Aufgabe 1 »
Erläutere anhand des Textauszugs in ein bis drei Sätzen, wovon die vielen verschiedenen Ausbildungsmodelle in den 16 Bundesländern laut der WiFF-Leiterin jeweils abhängen.
Aufgabe 2 »
Gib aus dem Textauszug wortgetreu den Abschnitt wieder, der mit den Worten „In einem weiteren“ beginnt, und höre nach „Ausbildungskapazitäten (weitgehend ausgeschöpft)“ auf.

Textauszug »

Die WiFF-Leiterin führte vor Augen, wie viele verschiedene Ausbildungsmodelle derzeit in den 16 Bundesländern existierten, jeweils abhängig von folgenden Faktoren:
  • Aufnahmevoraussetzungen (schulisch / beruflich)
  • Vollzeit oder Teilzeit
  • Art der Theorie-Praxis-Verzahnung
  • Vertragsverhältnis / Status der Schüler*innen bzw. Auszubildenen

„Inzwischen“, so Fuchs-Rechlin abschließend, „gibt es für fast jede Lebenslage das passende Ausbildungsmodell“.

Welche Maßnahmen sind vielversprechend?

In einem weiteren Fachvortrag stellte Prof. Dr. Bernhard Kalicki Strategien der Fachkräftegewinnung und -bindung jenseits von Ausbildung vor. Zu fragen sei dabei jeweils, welche Maßnahmen vielversprechend seien, wie ihre Wirksamkeit eingeschätzt wird und inwieweit sie technisch bzw. politisch umzusetzen seien. Im Fokus der Fachkräftegewinnung stünden derzeit folgende Maßnahmen:
  • Steigerung der Ausbildungskapazitäten (weitgehend ausgeschöpft)

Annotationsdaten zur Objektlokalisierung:
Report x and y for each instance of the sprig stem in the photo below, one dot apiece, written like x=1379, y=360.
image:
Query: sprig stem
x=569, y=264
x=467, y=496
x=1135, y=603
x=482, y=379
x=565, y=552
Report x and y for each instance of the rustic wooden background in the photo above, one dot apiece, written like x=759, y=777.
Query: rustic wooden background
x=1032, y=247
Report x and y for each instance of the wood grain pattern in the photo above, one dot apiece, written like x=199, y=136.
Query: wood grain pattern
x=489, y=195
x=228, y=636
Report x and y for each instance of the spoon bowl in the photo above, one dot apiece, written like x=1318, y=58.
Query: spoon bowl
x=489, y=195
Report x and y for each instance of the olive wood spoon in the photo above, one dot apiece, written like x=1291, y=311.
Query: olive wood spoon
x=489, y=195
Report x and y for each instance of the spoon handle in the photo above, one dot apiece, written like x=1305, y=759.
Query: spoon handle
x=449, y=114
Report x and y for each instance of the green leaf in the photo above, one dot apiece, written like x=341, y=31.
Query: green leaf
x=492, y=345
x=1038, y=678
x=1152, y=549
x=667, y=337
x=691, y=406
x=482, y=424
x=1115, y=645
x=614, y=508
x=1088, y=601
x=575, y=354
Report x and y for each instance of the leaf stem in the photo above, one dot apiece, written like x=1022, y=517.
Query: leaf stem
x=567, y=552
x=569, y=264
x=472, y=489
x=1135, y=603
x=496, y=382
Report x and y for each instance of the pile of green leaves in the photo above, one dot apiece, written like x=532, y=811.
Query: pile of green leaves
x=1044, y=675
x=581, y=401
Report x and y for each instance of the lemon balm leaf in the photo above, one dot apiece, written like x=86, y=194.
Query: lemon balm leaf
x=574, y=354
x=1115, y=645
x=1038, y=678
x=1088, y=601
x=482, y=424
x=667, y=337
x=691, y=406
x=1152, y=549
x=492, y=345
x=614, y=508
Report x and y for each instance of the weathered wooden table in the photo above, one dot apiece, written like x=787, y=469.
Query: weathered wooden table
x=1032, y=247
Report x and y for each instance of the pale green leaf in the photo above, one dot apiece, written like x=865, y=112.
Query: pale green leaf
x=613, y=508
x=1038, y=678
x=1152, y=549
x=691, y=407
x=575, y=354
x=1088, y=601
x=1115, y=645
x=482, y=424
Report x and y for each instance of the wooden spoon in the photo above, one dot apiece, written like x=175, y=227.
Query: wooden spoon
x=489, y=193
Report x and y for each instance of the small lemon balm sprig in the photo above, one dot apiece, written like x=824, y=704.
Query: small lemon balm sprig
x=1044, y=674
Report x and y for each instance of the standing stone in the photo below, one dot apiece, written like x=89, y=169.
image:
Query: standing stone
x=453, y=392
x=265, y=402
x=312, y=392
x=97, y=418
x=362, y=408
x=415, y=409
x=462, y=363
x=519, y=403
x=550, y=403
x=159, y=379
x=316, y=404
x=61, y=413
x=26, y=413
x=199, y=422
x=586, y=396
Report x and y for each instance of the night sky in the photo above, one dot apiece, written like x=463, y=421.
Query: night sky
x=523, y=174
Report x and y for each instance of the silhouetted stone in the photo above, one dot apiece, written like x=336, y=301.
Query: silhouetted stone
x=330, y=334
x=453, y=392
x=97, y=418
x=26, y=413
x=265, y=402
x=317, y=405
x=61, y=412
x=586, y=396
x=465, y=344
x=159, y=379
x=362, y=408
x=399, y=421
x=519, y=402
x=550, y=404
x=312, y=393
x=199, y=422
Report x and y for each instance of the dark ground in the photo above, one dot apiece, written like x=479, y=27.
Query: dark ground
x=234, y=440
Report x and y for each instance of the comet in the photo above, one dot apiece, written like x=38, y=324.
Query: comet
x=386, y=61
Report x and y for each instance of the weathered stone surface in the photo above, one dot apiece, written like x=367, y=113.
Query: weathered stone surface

Vollständige Lösung 1 »
Laut der WiFF-Leiterin hängen die Ausbildungsmodelle in den 16 Bundesländern jeweils von vier Faktoren ab. Diese sind die Aufnahmevoraussetzungen (schulisch oder beruflich), die Frage, ob die Ausbildung in Vollzeit oder Teilzeit stattfindet, die Art der Theorie-Praxis-Verzahnung sowie das Vertragsverhältnis bzw. der Status der Schüler*innen.

Vollständige Lösung 2 »
In einem weiteren Fachvortrag stellte Prof. Dr. Bernhard Kalicki Strategien der Fachkräftegewinnung und -bindung jenseits von Ausbildung vor. Zu fragen sei dabei jeweils, welche Maßnahmen vielversprechend seien, wie ihre Wirksamkeit eingeschätzt wird und inwieweit sie technisch bzw. politisch umzusetzen seien. Im Fokus der Fachkräftegewinnung stünden derzeit folgende Maßnahmen:
  • Steigerung der Ausbildungskapazitäten (weitgehend ausgeschöpft)